[Exercise inputs]
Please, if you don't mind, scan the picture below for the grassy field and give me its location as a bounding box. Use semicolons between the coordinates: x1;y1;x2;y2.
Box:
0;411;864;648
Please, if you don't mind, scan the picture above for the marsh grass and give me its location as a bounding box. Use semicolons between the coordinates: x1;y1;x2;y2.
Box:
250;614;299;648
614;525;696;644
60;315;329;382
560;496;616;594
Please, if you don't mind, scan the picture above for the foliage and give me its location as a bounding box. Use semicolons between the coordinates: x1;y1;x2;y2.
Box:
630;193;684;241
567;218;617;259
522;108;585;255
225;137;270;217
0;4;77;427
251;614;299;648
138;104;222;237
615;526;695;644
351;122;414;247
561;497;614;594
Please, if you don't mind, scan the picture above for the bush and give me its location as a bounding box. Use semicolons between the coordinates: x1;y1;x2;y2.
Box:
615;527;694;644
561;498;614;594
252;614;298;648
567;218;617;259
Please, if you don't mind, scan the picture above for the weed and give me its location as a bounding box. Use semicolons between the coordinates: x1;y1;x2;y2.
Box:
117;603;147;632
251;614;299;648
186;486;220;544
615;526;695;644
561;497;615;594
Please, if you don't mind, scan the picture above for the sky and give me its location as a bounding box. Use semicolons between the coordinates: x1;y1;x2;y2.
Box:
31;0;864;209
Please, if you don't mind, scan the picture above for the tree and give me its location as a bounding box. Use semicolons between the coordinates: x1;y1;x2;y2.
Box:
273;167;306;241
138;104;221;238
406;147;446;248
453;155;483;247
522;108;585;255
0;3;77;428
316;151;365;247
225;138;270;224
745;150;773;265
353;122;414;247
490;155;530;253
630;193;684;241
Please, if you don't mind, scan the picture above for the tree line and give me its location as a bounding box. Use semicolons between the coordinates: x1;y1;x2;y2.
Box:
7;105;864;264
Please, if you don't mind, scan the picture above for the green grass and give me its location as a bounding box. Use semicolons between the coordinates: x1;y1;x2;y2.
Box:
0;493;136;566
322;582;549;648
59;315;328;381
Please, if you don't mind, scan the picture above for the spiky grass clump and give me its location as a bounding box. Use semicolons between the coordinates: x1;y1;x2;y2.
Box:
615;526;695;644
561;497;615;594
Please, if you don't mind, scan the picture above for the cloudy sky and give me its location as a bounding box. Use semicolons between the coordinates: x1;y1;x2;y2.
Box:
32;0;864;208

[Directions for this task] All of the records must be repeated exactly.

[Task result]
Please, if you don't mind, scan the picture below for the grassy field and give me its location as a bounding box. Use semicolons between the coordinates: x1;y1;x2;y2.
Box:
0;411;864;648
Please, if you don't mind, scan the picture above for the marsh grass and give me its location as a bounding box. Use semicolons between the coordinates: x1;y1;x2;y2.
Box:
250;614;299;648
614;525;696;644
60;315;329;382
560;496;616;594
Please, if you don't mind, scan the picture above for the foliage and give me its location as a bounding box. Use semicolons between the coordinates: x1;y1;x2;y2.
Box:
630;193;684;241
567;218;617;259
522;108;585;255
225;137;270;217
0;4;77;427
251;614;299;648
138;104;222;237
615;526;695;644
351;122;414;247
561;497;614;594
Please, if you don't mind, scan the picture above for the bush and give me its location as a bounding box. Use semicolons between the coordinates: x1;y1;x2;y2.
Box:
615;527;694;644
561;498;614;594
252;614;298;648
567;218;617;259
Please, if you don't mind, scan the picture above for the weed and give me its location as a bounding box. Use semicolons between the coordinates: x1;y1;x2;y2.
Box:
117;603;147;632
251;614;299;648
186;486;220;544
615;526;695;644
561;497;615;594
Please, if you don't mind, scan the picture above for the sky and give me its location as a bounding box. Use semicolons between the coordinates: x1;y1;x2;y2.
Box:
31;0;864;209
Please, if you don't mind, scan the picture above for the tree and give me its location as a bounding box. Use semicolons between the coordinates: x1;y1;x2;y2.
Box:
273;167;306;241
138;104;221;238
406;147;446;248
453;155;483;247
522;108;585;255
0;3;77;428
316;151;365;247
225;138;270;224
745;150;773;265
353;122;414;247
490;155;530;253
630;193;684;241
Please, if you don't mind, scan the picture above for the tree line and give me its location as a bounding box. Use semicolons between the coordinates: x1;y1;x2;y2.
Box:
7;105;864;264
Please, if you don't mind, scan the picture above for the green grass and give me its location as a bounding box. Use semicolons between the coordinates: x1;y1;x2;y2.
Box:
0;493;136;566
322;582;549;648
59;315;328;381
Please, if you don't mind, scan the picture above for the spiky grass clump and give me its location as a bounding box. Use semicolons between the coordinates: x1;y1;x2;y2.
Box:
615;526;695;644
561;497;615;594
Please, if you don't mind, scan the picture above for the cloudy sky and give me its location as a bounding box. Use semicolons between the coordinates: x1;y1;x2;y2.
Box:
32;0;864;208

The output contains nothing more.